→ Görevler:
a - Aşağıdaki okuma metnine göre Demirtaş, 2002'de AKP'ye oy veren halkın hangi davranışlar için oy vermediğini söylüyor? Bunların hepsini sırala.
b - Aşağıdaki okuma metninde Demirtaş, hükümettekilerin yolsuzluğu kendi hakları saydığını söylüyor. Onun aktardığına göre bunu hangi gerekçeye dayandırıyorlar? Bir iki cümleyle açıkla.

→ Okuma metni:

^^^^^^^^

Hükümetin devletin tüm imkanlarını ele geçirerek, kendi iktidarı ve yakınları için kullandığının söyleyen Demirtaş, " Bunu sadece biz değil hepiniz görüyorsunuz. Hükümetler, iktidarlar, devlet yöneticileri temsil ettikleri milleti, halkı doğru temsil etmek istiyorlarsa haklar aralarına mesafe koymamalı, halk nasıl yaşıyorsa öyle yaşamalı. Adil olması lazım her şeyden önce adil. Kendisine oy veren ve vermeyen arasında, kendisi gibi düşünen ve düşünmeyenler arasında ayrım yapmaması lazım" diye konuştu.

Bir devletten beklenen en önemli şeyin adalet olduğu vurgusunu yapan Demirtaş, "Adalet duygusu sarsılırsa o devletin bütün yurttaşları zulüm görür. 2002'de AKP'ye oy verip iktidara getiren halkımız AKP'ye oy verirken 'adaletsiz davran, zulüm yap, hırsızlık yap, rüşvet ye' diye oy vermedi. Oy veren insanların bir beklentisi vardı. Ama onlar kendilerine verilen desteğe adaletsizlikle karşılık verdiler" ifadesinde bulundu.

Cumhurbaşkanı Erdoğan ve Başbakan Ahmet Davutoğlu tarafında miting meydanlarında sık sık dile getirilen, "Yol yaptık, havalimanı yaptık" açıklamalarını hatırlatan Demirtaş, "Bunlar diyorlar ki 'biz cumhuriyet tarihi boyunca yapılmayan hizmetleri yaptık o nedenle yolsuzluk, rüşvet, yolsuzluk bizim hakkımız'. 'Biz yol, havaalanı yaptık ya o yüzden biz çalabiliriz, bize haram değil' diyorlar. Yol yaptınız diye yolsuzluğunuzu da hoş görmek zorunda değiliz. Biz vicdanlı bir hareket, vicdanlı bir partiyiz. Yaptığınız yollar için sağ olun; ama yolsuzlukları sizin burnunuzdan getirmek bizim boynumuzun borcudur" dedi.

^^^^^^^^

→ Mevcut veriler:
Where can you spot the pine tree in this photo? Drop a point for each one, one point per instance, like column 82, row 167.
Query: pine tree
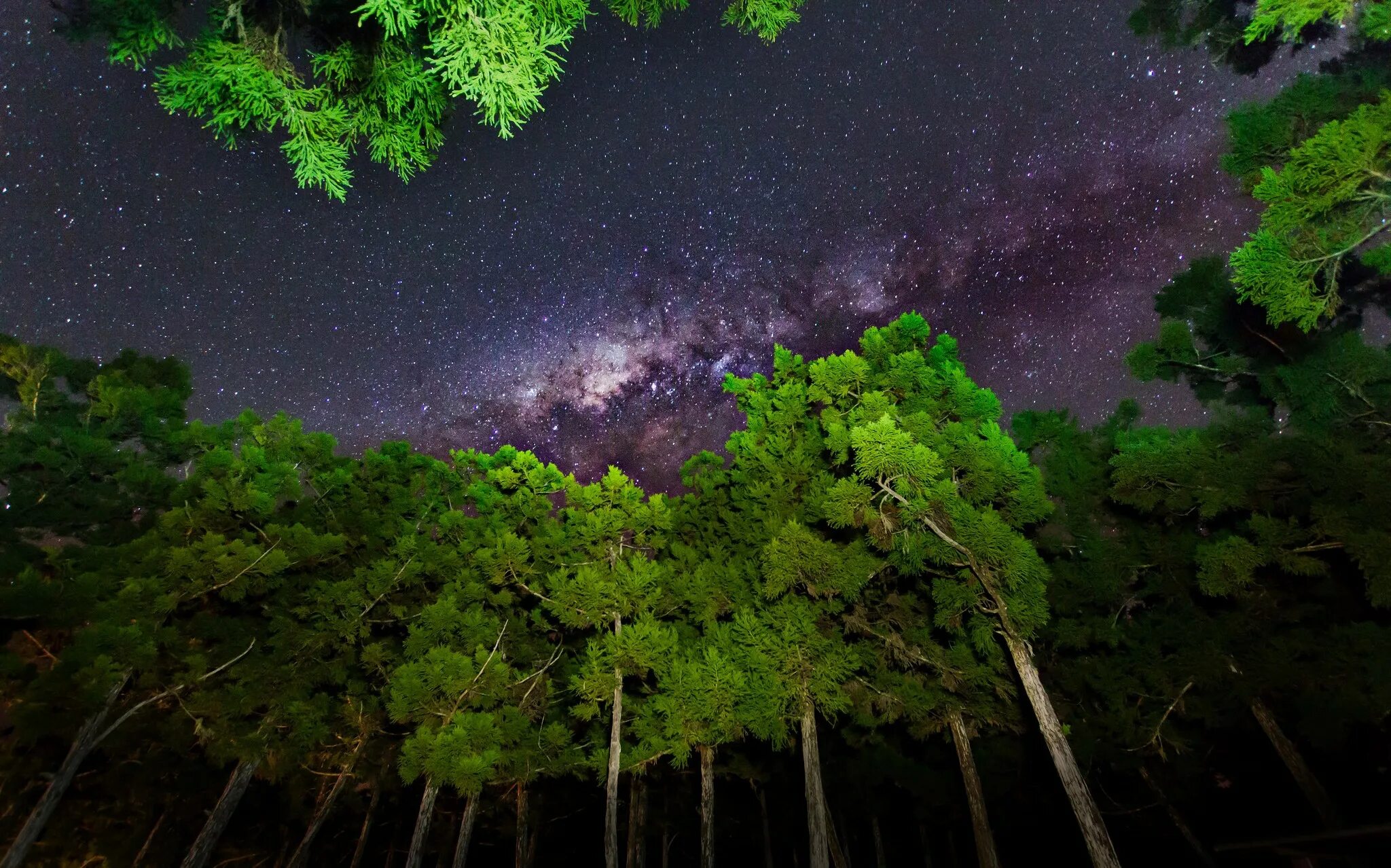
column 914, row 456
column 383, row 74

^^^^^^^^

→ Beklenen yanıtlar:
a -
- Adaletsiz davranmak
- Zulüm yapmak
- Hırsızlık yapmak
- Rüşvet yemek

b - Demirtaş'ın aktardığına göre Cumhuriyet tarihi boyunca yapılmayan hizmetleri, yani yolları ve havaalanlarını kendilerinin yaptığını söylüyorlar. Bu yüzden yolsuzluğun ve rüşvetin kendi hakları olduğunu, çalmanın kendilerine haram olmadığını öne sürüyorlar.